Provided data –

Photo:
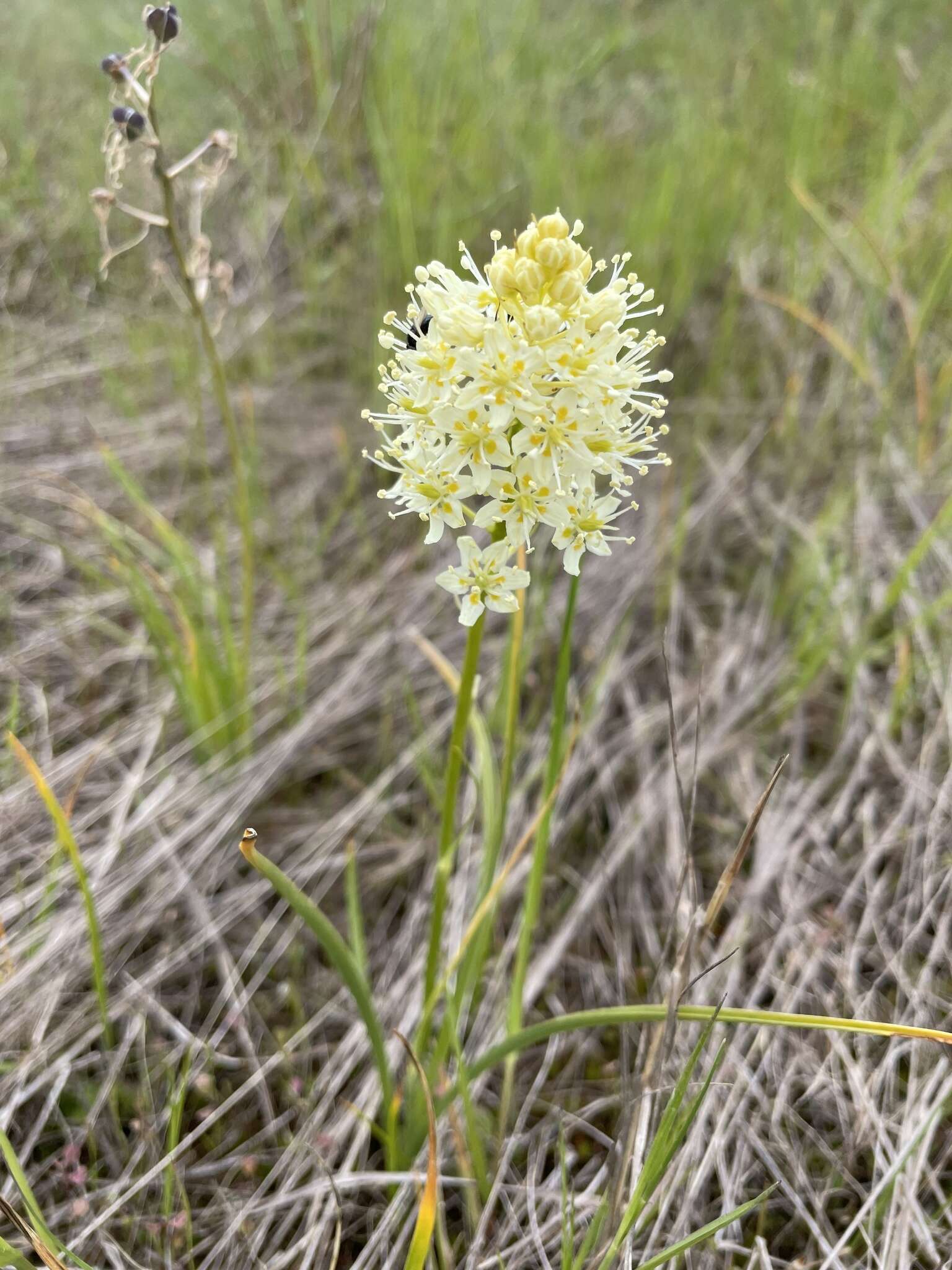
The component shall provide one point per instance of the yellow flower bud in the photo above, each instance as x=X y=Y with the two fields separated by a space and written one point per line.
x=555 y=254
x=528 y=276
x=500 y=272
x=540 y=322
x=553 y=226
x=604 y=306
x=566 y=287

Problem requirements – Can you update the listing above by swapping "yellow flower bud" for "unopened yellow blossom" and leaving every other part as it stands? Omit the pictures from your answer.

Response –
Photo:
The component shall provide one point per instance of the unopened yellow blossom in the photo above, each instance as x=X y=Y with the two fields separated by a space and written one point per line.
x=555 y=254
x=528 y=276
x=500 y=272
x=540 y=322
x=553 y=226
x=604 y=306
x=566 y=287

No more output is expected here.